*** Opening of SOURCE TEXT ***

Wrongful Conviction Act

Gov. Brad Little, Christopher Tapp, and state Sen. Doug Ricks hold up the Wrongful Conviction Act at the Bonneville County Courthouse on Friday, March 5, 2021.

BOISE — On March 5, Gov. Brad Little signed the Wrongful Conviction Act into law. But on Wednesday, an updated version of the law was introduced in the Senate Judiciary and Rules Committee that would add clarifications to the previous one.

The latest version was made after confusion from the Idaho Attorney General’s office, said bill sponsor Sen. Doug Ricks, R-Rexburg. Ricks said he wanted to “clarify and make it very, very, very clear” that the Wrongful Conviction Act compensation “will include any time spent awaiting trial.” The committee voted unanimously in favor of it.

The bill will give claimants a total of $62,000 for each year they were wrongfully imprisoned. Claimants will get an additional $25,000 per year on parole, and if a claimant was on death row then the annual amount is upped to $75,000 per year.

The inspiration for the bill is Idaho Falls resident Christopher Tapp. Tapp served 20 years in prison after being wrongfully convicted for the rape and murder of Angie Dodge in 1998. Tapp was released from prison in 2017 following concerns that his confession had been coerced. In 2019, new DNA evidence matched Dodge’s neighbor Brian Leigh Dripps to the DNA found at the crime scene.

Tapp spent more than a year in jail while awaiting his trial, so the new version of the law with the clarification will add at least $62,000 to Tapp’s total compensation.

”We just wanted to make sure that there was absolutely no question that the intent was to compensate from the time a person was put in jail,” Ricks told the Post Register.

Tapp has begun the process of filing for compensation. He will likely get the money at some point this year. Ricks said the funding for the new law has already been set aside.

*** Close of SOURCE TEXT ***
*** Opening of EXTRACTED INFORMATION ***

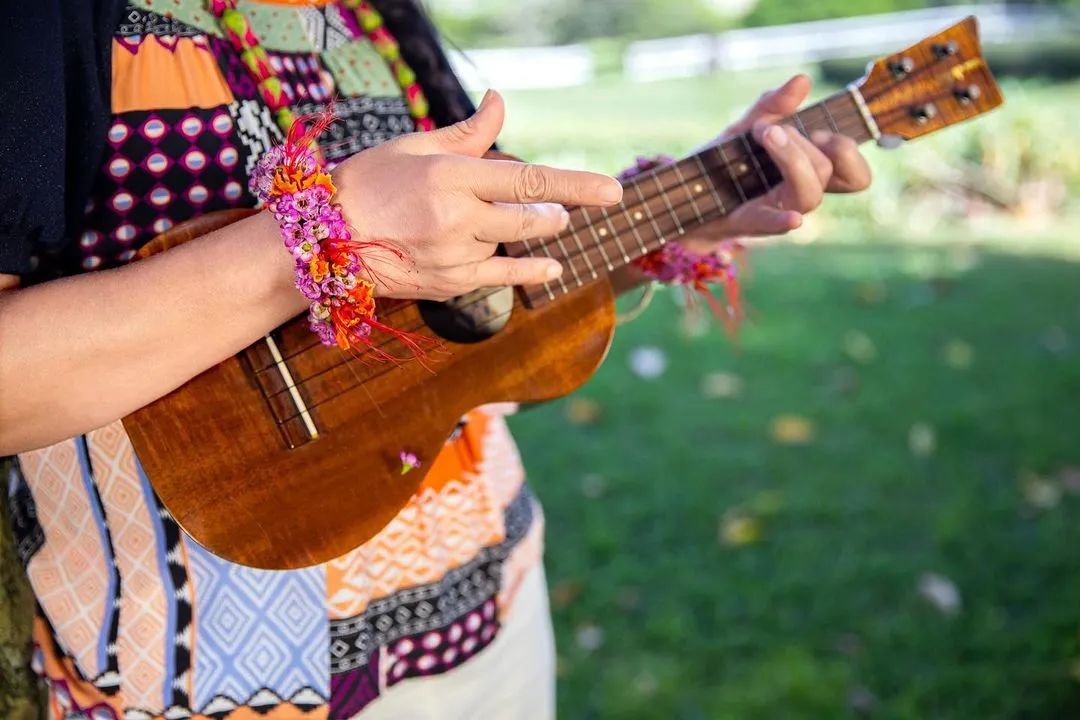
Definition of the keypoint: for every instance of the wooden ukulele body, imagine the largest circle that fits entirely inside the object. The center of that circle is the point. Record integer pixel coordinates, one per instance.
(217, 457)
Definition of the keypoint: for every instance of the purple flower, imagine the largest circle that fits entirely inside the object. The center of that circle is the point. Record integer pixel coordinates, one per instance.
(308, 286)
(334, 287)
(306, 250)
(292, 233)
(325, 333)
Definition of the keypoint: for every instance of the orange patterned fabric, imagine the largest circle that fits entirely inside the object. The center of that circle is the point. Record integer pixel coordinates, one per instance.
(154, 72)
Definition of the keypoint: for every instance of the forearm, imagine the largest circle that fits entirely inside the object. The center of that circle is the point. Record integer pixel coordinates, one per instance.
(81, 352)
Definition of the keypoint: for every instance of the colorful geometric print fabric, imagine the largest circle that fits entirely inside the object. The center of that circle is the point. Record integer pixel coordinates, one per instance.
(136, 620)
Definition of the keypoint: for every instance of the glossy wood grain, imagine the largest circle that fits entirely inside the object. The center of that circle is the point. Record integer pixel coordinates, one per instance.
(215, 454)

*** Close of EXTRACTED INFORMATION ***

## ASSIGNED TASK A
Repeat the passage of the Wrongful Conviction Act article from "The latest version" to "favor of it." word for word.
## ASSIGNED TASK B
Answer these questions using the Wrongful Conviction Act article:
(i) What additional amount per year do claimants receive for time on parole?
(ii) How many years did Christopher Tapp serve in prison?
(iii) Who sponsored the bill?
Work only from the Wrongful Conviction Act article.

## FINAL ANSWER A
The latest version was made after confusion from the Idaho Attorney General’s office, said bill sponsor Sen. Doug Ricks, R-Rexburg. Ricks said he wanted to “clarify and make it very, very, very clear” that the Wrongful Conviction Act compensation “will include any time spent awaiting trial.” The committee voted unanimously in favor of it.

## FINAL ANSWER B
(i) $25,000 per year.
(ii) 20 years.
(iii) Sen. Doug Ricks, R-Rexburg.